For the records that follow, please set down exactly the lines between the one holding "Query: dense vegetation" and the one holding "of the hilltop", inclusive, and only those.
"""
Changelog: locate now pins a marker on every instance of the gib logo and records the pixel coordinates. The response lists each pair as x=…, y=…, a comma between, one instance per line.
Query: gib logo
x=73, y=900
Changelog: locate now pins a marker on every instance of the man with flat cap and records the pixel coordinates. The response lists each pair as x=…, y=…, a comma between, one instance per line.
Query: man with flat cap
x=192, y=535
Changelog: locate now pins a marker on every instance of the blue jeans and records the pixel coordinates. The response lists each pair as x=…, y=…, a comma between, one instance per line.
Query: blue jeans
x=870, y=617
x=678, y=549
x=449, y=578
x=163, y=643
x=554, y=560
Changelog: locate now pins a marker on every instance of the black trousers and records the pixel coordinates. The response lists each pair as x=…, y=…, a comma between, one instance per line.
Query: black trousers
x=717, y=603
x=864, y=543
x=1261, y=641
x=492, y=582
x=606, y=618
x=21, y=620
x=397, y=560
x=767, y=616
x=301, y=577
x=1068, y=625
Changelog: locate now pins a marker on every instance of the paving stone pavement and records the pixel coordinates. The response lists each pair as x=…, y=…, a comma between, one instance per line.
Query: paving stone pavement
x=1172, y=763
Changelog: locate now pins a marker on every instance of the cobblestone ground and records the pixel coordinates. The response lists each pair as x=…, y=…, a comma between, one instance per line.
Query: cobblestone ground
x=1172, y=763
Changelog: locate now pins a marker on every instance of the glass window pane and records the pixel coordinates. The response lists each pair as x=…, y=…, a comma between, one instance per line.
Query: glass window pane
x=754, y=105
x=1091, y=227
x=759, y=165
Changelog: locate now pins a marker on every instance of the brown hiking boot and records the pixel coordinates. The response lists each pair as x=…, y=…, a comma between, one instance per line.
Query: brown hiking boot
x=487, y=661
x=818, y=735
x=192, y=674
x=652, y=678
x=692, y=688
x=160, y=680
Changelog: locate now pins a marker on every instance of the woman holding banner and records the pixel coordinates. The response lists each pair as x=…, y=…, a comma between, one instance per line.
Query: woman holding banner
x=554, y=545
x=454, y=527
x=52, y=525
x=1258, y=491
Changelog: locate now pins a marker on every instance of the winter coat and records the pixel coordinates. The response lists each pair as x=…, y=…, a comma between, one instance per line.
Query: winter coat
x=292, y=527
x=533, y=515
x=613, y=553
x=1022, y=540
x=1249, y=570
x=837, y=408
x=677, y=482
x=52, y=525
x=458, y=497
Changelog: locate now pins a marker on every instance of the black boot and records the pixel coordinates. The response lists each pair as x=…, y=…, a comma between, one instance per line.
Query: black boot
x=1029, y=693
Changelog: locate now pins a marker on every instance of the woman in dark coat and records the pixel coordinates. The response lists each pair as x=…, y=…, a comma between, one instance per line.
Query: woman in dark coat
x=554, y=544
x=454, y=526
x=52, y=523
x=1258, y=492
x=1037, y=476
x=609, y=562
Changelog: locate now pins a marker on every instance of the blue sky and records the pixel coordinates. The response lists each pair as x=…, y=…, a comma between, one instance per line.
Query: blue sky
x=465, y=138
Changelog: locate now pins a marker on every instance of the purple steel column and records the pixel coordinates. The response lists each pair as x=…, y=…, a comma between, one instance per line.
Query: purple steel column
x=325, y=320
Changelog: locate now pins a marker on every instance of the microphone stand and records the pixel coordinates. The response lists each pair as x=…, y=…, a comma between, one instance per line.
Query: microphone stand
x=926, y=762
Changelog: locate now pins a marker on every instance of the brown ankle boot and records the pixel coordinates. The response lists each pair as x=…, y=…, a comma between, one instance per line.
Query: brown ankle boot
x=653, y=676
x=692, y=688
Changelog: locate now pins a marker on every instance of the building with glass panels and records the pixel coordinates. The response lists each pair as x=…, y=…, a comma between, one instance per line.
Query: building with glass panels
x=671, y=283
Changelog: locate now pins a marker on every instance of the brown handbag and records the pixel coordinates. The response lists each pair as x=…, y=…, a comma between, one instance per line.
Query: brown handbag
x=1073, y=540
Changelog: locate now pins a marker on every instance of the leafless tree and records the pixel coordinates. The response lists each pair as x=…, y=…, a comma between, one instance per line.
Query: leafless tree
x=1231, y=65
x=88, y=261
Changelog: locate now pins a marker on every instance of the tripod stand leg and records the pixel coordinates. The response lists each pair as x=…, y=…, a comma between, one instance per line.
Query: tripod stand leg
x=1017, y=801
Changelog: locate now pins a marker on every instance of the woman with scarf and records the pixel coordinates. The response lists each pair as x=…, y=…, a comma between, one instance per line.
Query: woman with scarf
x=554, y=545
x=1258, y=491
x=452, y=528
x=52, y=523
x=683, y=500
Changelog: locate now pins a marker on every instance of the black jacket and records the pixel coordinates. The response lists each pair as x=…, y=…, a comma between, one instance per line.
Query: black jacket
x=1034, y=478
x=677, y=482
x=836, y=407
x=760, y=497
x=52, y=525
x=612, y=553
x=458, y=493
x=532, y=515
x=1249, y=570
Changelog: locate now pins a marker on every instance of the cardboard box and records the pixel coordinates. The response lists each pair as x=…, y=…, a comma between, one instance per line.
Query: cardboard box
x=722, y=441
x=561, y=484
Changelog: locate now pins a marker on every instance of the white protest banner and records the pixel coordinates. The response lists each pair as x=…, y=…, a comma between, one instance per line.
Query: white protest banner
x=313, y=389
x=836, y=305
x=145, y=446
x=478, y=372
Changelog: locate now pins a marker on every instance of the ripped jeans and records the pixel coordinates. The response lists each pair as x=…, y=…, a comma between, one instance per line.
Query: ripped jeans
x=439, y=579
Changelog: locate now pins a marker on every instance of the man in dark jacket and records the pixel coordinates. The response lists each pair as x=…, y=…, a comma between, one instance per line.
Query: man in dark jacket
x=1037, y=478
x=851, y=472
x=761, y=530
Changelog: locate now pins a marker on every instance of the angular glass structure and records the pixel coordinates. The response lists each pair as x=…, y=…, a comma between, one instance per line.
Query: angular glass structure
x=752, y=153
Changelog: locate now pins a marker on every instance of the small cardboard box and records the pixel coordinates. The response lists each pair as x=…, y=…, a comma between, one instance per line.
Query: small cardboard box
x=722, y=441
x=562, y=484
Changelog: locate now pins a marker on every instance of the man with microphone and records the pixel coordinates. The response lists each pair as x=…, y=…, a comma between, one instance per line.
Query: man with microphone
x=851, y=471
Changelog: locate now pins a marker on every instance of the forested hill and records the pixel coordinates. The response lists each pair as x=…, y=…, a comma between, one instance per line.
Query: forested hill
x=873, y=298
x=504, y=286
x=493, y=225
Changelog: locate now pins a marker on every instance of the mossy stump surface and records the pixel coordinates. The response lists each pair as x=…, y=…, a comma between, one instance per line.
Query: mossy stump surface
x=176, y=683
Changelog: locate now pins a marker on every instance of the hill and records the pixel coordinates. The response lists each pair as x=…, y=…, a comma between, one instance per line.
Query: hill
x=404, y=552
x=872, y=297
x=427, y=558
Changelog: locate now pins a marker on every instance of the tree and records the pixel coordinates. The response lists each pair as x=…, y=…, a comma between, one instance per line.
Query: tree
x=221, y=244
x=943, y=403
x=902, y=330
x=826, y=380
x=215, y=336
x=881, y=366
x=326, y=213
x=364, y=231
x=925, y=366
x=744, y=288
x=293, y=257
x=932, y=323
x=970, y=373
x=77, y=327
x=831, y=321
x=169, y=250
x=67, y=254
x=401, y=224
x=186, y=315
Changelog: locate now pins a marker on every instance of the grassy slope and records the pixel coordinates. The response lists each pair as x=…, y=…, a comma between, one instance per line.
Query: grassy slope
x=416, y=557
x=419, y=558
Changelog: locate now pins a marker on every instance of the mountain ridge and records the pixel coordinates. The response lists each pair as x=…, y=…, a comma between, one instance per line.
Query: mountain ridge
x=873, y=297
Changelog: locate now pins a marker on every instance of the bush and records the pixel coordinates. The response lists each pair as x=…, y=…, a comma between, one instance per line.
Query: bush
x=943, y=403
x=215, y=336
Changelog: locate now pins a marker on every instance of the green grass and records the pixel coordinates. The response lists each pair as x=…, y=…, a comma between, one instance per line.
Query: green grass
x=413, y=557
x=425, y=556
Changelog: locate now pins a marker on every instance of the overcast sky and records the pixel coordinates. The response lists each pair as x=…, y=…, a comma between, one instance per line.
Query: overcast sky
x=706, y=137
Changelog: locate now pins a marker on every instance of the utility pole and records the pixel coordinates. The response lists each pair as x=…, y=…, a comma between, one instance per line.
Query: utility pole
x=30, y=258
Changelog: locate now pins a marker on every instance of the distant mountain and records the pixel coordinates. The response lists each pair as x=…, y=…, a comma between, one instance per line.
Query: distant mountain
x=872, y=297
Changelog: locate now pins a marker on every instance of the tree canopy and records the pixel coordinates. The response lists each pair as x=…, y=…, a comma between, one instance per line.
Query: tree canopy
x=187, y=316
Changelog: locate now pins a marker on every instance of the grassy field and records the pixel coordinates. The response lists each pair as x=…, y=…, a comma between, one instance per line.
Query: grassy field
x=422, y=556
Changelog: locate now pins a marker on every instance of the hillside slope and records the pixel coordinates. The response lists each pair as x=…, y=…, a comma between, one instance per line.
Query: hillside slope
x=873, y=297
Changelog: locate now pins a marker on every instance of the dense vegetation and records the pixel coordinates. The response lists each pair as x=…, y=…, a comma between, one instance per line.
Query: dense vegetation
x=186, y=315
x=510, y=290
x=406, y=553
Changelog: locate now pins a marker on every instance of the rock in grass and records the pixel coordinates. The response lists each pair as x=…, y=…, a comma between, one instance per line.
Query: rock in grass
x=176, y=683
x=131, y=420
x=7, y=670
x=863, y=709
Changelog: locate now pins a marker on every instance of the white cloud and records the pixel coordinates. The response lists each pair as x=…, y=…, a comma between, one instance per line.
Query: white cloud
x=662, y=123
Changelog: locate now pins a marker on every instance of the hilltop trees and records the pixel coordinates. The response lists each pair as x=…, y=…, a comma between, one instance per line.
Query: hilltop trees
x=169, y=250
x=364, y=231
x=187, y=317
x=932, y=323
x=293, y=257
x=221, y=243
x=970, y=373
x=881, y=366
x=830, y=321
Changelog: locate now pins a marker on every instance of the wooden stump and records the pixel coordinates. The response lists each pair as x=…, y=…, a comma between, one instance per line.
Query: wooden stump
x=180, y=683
"""
--- RESPONSE AREA ---
Query: dense vegetation
x=186, y=315
x=510, y=290
x=406, y=553
Changelog: locate now pins a marker on every instance of the rock in grass and records the pixel coordinates. The response lists each pair as x=…, y=…, a comma between, one instance per line.
Query: rock in grass
x=176, y=683
x=131, y=420
x=7, y=670
x=863, y=709
Changelog: locate now pins a marker on every instance of the white cloud and records the pixel coordinates. The response lists each pair as x=…, y=…, a comma between, one instance per line.
Query: white cloud
x=662, y=123
Changelog: locate now pins a marker on every instance of the hilltop trees and records the pixel coordinates. The response lists each pair as x=…, y=…, a comma between, one instance per line.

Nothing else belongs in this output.